#### [Goal]
Present the following data again exactly as it is shown.

════════════════════

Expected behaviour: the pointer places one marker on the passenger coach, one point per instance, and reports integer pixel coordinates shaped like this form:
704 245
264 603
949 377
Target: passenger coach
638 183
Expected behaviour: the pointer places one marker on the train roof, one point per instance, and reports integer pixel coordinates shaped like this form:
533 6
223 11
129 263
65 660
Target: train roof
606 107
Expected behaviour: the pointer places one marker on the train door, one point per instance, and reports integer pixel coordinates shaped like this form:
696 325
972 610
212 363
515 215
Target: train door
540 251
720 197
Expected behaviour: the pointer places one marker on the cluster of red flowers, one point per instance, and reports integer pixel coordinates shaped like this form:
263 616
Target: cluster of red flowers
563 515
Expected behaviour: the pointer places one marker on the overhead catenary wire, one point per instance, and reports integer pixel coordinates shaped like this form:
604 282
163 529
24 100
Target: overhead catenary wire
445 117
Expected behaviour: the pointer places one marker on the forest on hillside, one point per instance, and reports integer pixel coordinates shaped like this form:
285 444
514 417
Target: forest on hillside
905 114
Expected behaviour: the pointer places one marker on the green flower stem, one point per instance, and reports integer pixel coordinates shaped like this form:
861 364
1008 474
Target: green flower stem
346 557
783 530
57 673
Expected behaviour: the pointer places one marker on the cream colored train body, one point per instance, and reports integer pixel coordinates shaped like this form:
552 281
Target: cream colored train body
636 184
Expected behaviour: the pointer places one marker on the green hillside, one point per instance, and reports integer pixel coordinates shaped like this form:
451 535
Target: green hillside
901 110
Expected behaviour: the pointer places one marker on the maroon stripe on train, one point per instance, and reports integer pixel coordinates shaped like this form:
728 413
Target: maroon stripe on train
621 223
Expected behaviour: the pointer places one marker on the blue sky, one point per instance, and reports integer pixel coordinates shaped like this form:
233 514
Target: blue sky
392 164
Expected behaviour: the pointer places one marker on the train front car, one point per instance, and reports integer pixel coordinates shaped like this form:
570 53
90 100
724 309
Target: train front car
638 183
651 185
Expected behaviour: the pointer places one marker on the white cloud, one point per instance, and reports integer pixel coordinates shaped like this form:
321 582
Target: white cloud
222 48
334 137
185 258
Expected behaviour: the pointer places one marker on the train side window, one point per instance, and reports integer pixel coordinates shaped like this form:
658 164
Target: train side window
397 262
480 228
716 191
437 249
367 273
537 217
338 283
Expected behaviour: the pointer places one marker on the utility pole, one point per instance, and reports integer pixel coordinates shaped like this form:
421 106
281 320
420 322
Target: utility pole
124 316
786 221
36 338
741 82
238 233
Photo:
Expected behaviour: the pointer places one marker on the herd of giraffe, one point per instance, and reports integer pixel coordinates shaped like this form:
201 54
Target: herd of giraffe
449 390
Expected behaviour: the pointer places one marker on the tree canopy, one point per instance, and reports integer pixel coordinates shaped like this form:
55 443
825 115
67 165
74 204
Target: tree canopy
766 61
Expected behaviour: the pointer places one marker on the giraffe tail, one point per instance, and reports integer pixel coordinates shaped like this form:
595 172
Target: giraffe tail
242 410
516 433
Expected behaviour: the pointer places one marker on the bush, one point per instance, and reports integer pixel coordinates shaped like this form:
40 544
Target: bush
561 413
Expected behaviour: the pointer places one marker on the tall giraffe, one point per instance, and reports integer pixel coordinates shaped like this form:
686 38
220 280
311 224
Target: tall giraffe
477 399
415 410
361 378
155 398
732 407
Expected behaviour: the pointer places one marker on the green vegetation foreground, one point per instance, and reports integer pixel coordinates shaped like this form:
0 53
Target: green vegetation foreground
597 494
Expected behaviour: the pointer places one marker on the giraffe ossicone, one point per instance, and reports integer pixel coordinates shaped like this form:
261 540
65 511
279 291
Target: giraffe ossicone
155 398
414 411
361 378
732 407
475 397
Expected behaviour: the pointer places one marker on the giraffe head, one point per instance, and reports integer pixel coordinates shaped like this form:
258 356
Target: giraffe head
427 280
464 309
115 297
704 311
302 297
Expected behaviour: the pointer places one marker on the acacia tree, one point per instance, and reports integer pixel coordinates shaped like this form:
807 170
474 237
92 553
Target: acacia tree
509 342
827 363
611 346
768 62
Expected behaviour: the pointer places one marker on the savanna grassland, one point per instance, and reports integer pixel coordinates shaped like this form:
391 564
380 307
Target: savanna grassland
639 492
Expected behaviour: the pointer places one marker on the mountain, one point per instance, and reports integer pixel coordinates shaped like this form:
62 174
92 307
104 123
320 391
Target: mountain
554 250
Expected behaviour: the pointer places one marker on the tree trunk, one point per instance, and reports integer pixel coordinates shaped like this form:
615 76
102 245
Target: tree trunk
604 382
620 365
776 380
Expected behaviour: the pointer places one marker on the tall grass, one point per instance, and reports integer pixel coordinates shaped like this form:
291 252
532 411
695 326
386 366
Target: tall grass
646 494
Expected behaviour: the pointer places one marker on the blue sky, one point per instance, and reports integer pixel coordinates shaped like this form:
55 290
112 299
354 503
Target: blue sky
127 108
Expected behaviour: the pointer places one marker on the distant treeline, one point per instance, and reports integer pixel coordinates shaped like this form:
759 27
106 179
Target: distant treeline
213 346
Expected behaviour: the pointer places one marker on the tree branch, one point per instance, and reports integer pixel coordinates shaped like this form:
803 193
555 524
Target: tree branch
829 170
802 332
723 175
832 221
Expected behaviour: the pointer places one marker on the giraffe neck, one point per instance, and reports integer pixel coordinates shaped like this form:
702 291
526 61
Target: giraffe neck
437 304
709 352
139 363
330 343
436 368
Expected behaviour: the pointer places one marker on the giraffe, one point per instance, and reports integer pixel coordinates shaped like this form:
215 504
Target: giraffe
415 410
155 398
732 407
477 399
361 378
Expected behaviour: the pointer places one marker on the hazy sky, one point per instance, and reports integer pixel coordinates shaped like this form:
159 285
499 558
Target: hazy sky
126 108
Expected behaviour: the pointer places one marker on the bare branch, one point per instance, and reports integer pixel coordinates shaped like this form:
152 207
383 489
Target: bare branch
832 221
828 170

════════════════════

#### [Response]
Expected behaviour: the pointer places one marker on the passenger coach, one point per instance, and reports integer pixel coordinates shaped like this form:
704 245
264 603
949 377
Target: passenger coach
638 183
Expected behaviour: the pointer places one marker on the train roof, one point per instance, and reports integer pixel coordinates shaped like this form:
533 6
223 11
129 263
65 660
Target: train roof
606 107
Expected behaviour: the pointer places one marker on the train door, one point per instance, and reports integer pixel coordinates shaped like this form:
696 325
972 610
212 363
515 215
Target: train door
540 251
720 197
Expected behaviour: the pointer places one marker on the cluster of red flowers, one point per instance, and reports integer pixel coordinates shaped like this form:
263 616
Target: cluster of red flowers
563 515
Expected behaviour: the pointer places one marker on the overhead catenary wire, one point per instance, and reports integer pixel coordinates shaped like this form:
604 282
163 529
24 100
Target: overhead catenary wire
445 117
Expected behaviour: the pointer places one marker on the forest on hillside, one point per instance, and reports integer pixel coordinates shaped like this form:
285 444
514 417
Target: forest on hillside
905 114
Expected behaviour: the pointer places one marker on the green flower stem, one point per instance, and reports integer pixel coordinates shaped like this form:
861 364
1008 474
Target: green flower stem
346 557
783 530
57 673
Expected behaviour: the pointer places one marker on the cream colored train body, one point per instance, and reports integer pixel coordinates shaped like this form:
552 281
Target: cream colored train body
636 184
Expected behaviour: the pointer places one marker on the green hillside, one point per instance, and reports integer pixel coordinates shaped like this form:
451 535
Target: green hillside
901 110
Expected behaviour: the pointer places one marker on the maroon stripe on train, one point per instance, and reports integer pixel coordinates shaped like this form:
728 413
Target: maroon stripe on train
621 223
Expected behaviour: the pointer places one marker on the blue sky, one point per instance, and reports integer pixel coordinates shaped like this form:
233 514
Target: blue sky
392 164
Expected behaviour: the pointer places one marker on the train front car, one point per instance, and reports integer pixel coordinates shaped like this form:
570 53
90 100
724 309
Target: train front car
638 183
651 185
Expected behaviour: the pointer places one marker on the white cloud, one point per instance, and reports integer pixel coordinates shaped like this form:
321 582
Target: white cloud
222 48
334 137
185 258
Expected behaviour: the pointer places one marker on the train side window, one point per instance, and reports integer pixel coordinates shaped like this form:
658 164
Target: train side window
397 262
480 228
716 191
437 249
367 273
537 217
338 283
Expected behaviour: the pointer places one marker on the utility pole, one point per instance, and reports integer pixel coordinates shaped like this form:
421 106
281 320
420 322
Target: utility pole
124 316
786 221
36 338
741 82
238 233
Photo:
Expected behaviour: the pointer places one marker on the herd of giraffe, one point per instance, and reports integer pixel coordinates shaped like this form:
201 54
Target: herd of giraffe
449 390
Expected behaviour: the pointer places one marker on the tree canopy, one point per instance, and reports integer pixel coordinates shaped like this form:
55 443
825 115
67 165
74 204
Target: tree canopy
766 61
Expected behaviour: the pointer places one marker on the giraffe tail, one point per instance, and reports integer pixel coordinates shaped like this form:
595 172
Target: giraffe tail
242 410
516 433
Expected behaviour: the pointer places one marker on the bush, one point per instance, and reports integer pixel coordinates shaped like this form:
40 544
Target: bush
561 413
Expected behaviour: the pointer places one marker on the tall giraffe, one point per instance, and reports integer pixel coordinates shaped like this form:
686 38
220 280
311 224
Target: tall giraffe
477 399
415 410
361 378
155 398
732 407
Expected behaviour: the pointer places one marker on the green vegetation foreground, one point per instance, and reports integer pixel coordinates shaped like this form:
0 53
Target: green vegetation foreground
597 494
Expected behaviour: the pointer places one marker on the giraffe ossicone, one point per instance, and reports integer pixel coordinates shaped like this form:
261 540
65 511
279 291
Target: giraffe ossicone
155 398
414 411
361 378
732 407
475 397
Expected behaviour: the pointer places one marker on the giraffe head, one point per instance, and reports integer pixel coordinates shaped like this form:
258 356
Target: giraffe head
427 280
464 309
115 297
704 311
302 297
Expected behaviour: the pointer places one marker on the acacia tree, one point per instance, and reports integer pixel coordinates shaped like this form:
807 170
474 237
92 553
Target: acacia tree
509 342
827 363
611 346
768 62
Expected behaviour: the pointer places one marker on the savanna grassland, one point per instance, and reports integer pixel coordinates shaped like this form:
391 564
380 307
Target: savanna grassland
639 492
Expected behaviour: the pointer places one marker on the mountain, one point per instance, and reports integer pixel coordinates shaped like this form:
62 174
92 307
104 123
320 391
Target: mountain
554 250
Expected behaviour: the pointer places one marker on the tree trunk, one point per instance, and reports integer pixel coordinates shaped like this form:
615 76
102 245
Target: tree trunk
604 382
620 365
776 380
Expected behaviour: the pointer places one marker on the tall grass, one point per instance, and reports integer pixel coordinates shaped like this form:
291 252
532 411
695 326
386 366
Target: tall grass
646 494
Expected behaviour: the pointer places one marker on the blue sky, one point per instance, and reports integer pixel coordinates shaped like this form:
55 290
112 299
354 503
Target: blue sky
127 108
Expected behaviour: the pointer places one marker on the distant treeline, one point per instance, and reports integer pixel coordinates shaped like this form:
759 27
106 179
Target: distant treeline
213 346
Expected behaviour: the pointer places one marker on the tree branch, one point per instance, and reports integer pixel coordinates shaped like this form:
803 193
555 524
Target: tree branch
829 170
802 332
723 175
832 221
Expected behaviour: the pointer places one marker on the giraffe neck, one point per instance, and reports integer pixel coordinates shaped like this form:
702 291
526 61
Target: giraffe neck
437 304
709 352
139 363
330 343
436 368
Expected behaviour: the pointer places one marker on the giraffe, one point per instance, and reports integer pixel coordinates shaped like this form:
215 504
Target: giraffe
415 410
155 398
732 407
477 399
361 378
Expected behaviour: the pointer places one marker on the hazy sky, one point per instance, and reports integer pixel coordinates shaped like this form:
159 285
499 558
Target: hazy sky
126 108
Expected behaviour: the pointer places one marker on the bare branch, one point per instance, and reports integer pixel coordinates shaped like this form:
152 207
383 489
Target: bare branch
832 221
828 170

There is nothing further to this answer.